[Data items]
┌──
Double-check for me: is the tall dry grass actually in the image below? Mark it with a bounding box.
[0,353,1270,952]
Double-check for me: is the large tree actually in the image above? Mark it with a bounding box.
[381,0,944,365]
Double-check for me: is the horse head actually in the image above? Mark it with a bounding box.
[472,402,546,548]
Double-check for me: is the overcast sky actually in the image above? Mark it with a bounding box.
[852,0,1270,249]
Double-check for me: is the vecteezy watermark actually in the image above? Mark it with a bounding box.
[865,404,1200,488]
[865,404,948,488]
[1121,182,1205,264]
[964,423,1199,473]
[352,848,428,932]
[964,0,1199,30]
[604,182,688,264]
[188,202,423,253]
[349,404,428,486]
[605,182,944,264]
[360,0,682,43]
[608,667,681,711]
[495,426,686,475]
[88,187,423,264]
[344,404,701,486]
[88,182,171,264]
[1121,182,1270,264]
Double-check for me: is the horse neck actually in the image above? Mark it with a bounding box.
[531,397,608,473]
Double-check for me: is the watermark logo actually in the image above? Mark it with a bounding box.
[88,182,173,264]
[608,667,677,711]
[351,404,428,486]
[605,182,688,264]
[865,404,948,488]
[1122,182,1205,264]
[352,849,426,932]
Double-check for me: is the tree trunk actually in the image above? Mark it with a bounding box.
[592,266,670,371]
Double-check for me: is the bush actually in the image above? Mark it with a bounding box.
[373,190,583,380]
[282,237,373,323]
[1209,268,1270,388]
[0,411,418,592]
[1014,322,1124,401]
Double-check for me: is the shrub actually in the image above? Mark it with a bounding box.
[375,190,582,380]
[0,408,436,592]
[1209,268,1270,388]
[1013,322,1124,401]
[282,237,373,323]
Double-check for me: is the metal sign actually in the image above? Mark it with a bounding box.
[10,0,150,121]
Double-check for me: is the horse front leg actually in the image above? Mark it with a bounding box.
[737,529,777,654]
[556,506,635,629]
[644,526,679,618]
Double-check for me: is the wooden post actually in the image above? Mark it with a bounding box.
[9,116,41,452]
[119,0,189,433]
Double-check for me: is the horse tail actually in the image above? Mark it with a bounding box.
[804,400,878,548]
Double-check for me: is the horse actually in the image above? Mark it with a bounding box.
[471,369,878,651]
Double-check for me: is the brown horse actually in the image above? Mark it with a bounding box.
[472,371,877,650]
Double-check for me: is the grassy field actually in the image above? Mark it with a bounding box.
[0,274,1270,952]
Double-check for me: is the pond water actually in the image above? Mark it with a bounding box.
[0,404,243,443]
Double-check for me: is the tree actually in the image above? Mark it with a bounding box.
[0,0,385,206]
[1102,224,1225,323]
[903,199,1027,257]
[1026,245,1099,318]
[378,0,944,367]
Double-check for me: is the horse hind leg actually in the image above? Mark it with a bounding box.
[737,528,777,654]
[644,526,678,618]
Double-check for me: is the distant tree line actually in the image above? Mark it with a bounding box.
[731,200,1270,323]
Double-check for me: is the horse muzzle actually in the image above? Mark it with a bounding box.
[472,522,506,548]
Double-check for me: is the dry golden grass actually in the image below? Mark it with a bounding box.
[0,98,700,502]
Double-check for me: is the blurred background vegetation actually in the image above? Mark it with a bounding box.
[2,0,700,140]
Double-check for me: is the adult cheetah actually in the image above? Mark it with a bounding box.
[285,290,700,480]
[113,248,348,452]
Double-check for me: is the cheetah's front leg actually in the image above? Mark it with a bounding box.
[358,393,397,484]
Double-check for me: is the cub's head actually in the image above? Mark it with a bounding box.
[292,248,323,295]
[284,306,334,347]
└──
▶ _What you should do_: Render every entry above as a two-column CSV with headers "prompt" and "boxes", one row per entry. Put each entry's text and its answer in its own quoted field, with any line breaks replaced by spaces.

▶ _The reply_:
prompt,boxes
"Double-check for me: is the tall dry grass actually in the image below? Mark it with a bounding box.","[0,353,1270,952]"
"Double-check for me: is the large tree actually in the image above? Mark it with a bounding box.","[381,0,944,365]"
"Double-check for me: is the horse head actually in the image above? Mark it with a bounding box.","[472,402,546,548]"
"Double-check for me: is the overcast sky actually in the image above? Mark it with a bounding box.","[852,0,1270,249]"
"Double-check for me: is the vecteezy watermark actually in the image above? Mark it with a bounding box.","[865,404,1200,488] [865,404,948,488] [1121,182,1205,264] [964,423,1199,473] [352,848,428,932] [964,0,1199,30] [604,182,688,264] [188,202,423,253] [349,404,428,486] [605,182,944,264] [360,0,682,43] [608,667,681,711] [495,426,686,475] [88,187,423,264] [344,404,701,486] [88,182,171,264] [1121,182,1270,264]"
"Double-check for me: is the horse neck actually in the image above? Mark it with a bounding box.","[531,397,608,473]"
"Double-check for me: is the watermark logo actually in the image above? Mark it with a bounding box.","[88,182,173,264] [608,667,677,711] [351,404,428,486] [605,182,688,264] [865,404,948,488] [1122,182,1205,264] [352,849,426,932]"
"Double-check for me: is the tree trunk actually in the image above? Mark it with a bounding box.","[592,266,670,371]"
"Double-check for me: is the bush actually in the image above? Mark it with a bounding box.","[373,190,583,380] [282,237,373,323] [1209,268,1270,388] [0,411,418,592] [1014,322,1124,401]"
"Double-check for me: is the shrub actually in the image above? Mark it with a bounding box.","[375,190,582,380] [0,408,436,592] [1209,268,1270,388] [1013,322,1124,401] [282,237,373,323]"
"Double-check for me: is the metal sign actually in the image above? Mark it with a bounding box.","[10,0,150,121]"
"Double-check for me: is the horse front leg actually in the image above? Mark it with a bounding box.","[737,529,777,654] [556,506,635,629] [644,526,679,618]"
"Double-check for me: is the wooden post actually in the image above? Mark it with a bounding box.","[9,116,41,452] [119,0,189,433]"
"Double-check for me: is the horse tail actually in the image above? Mark it with a bounding box.","[804,400,878,548]"
"Double-check for me: is the horse actually in the image above? Mark it with a bounding box.","[471,369,878,651]"
"Double-check for me: is the brown horse actually in the image above? Mark it with a bounding box.","[472,371,877,650]"
"Double-check for me: is the grassy field actually in the image above? Mark it with a bounding box.","[0,274,1270,952]"
"Double-check for me: is the pond water actually in the image above? Mark it with a bounding box.","[0,404,243,443]"
"Double-check for me: is the tree actually in the image above? Mark it with a bounding box.","[0,0,385,206] [1102,224,1225,323] [903,199,1027,257] [1026,245,1099,318] [378,0,944,367]"
"Double-check for me: is the horse hind leg actually in the image above? Mark it with a bounding box.","[737,528,777,654] [644,526,678,618]"
"Double-check for me: is the distant tree line actually in the image above? Mark it with a bounding box.","[731,200,1270,323]"
"Double-check for me: is the horse muzzle actually in the image above? Mark it with a bounding box.","[472,522,506,548]"
"Double-check for me: is the dry golden grass actually in the image below? Mark it with a bounding box.","[0,98,700,502]"
"Double-check for me: is the blurred background vegetation actually in the image above? Mark it with a bounding box.","[2,0,700,140]"
"Double-check for me: is the adult cheetah actually in the image above? Mark it with a bounding box.","[285,290,700,480] [113,248,348,452]"
"Double-check for me: is the cheetah's front leg actually in the image above? Mark it with a bounding box.","[358,393,397,484]"
"Double-check for me: is the cub's head actually in the image above? Mark it with a bounding box.","[292,248,323,295] [284,306,334,347]"